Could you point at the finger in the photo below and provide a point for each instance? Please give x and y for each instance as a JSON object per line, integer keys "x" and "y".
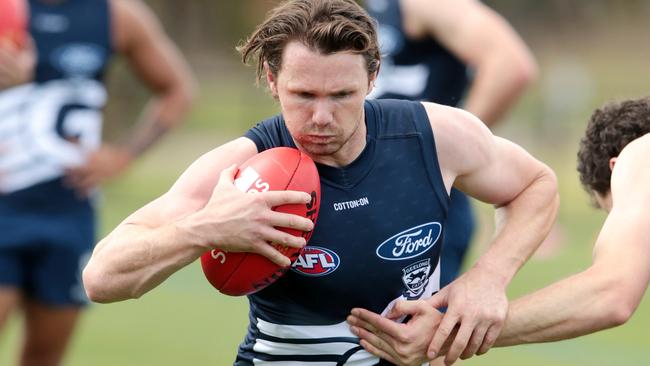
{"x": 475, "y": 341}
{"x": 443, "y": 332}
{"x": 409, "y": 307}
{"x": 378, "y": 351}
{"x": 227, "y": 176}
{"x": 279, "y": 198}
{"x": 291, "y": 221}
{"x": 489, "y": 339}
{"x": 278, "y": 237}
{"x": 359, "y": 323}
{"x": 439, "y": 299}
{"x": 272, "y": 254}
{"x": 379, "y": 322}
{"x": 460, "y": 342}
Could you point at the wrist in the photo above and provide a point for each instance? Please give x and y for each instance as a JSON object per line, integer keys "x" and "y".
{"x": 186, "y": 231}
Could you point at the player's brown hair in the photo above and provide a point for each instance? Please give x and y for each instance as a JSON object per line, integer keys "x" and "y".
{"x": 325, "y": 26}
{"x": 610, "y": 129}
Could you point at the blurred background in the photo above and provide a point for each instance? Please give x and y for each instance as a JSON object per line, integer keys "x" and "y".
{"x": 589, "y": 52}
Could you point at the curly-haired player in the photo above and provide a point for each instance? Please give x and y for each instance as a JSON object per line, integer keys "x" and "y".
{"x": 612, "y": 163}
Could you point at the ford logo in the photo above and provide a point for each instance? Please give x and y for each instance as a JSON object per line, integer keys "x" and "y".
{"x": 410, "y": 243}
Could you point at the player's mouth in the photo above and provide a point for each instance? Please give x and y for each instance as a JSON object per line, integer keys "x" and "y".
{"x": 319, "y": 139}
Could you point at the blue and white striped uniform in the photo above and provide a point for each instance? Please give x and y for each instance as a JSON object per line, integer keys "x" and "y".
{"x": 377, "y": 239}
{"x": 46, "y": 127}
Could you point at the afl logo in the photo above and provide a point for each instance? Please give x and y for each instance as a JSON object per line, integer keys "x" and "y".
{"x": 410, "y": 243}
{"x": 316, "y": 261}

++++++++++++++++++++

◆ **Exercise directions**
Beginning with the line containing "Could you point at the afl", repeat each line of the listing above, exactly, through the last one, and stop there.

◆ **Reply to the exercise**
Could you point at the afl logo in the photo above and provide a point for each instance? Please give x and y for each instance as a JSON object per line, integer keys "x" and "y".
{"x": 410, "y": 243}
{"x": 316, "y": 261}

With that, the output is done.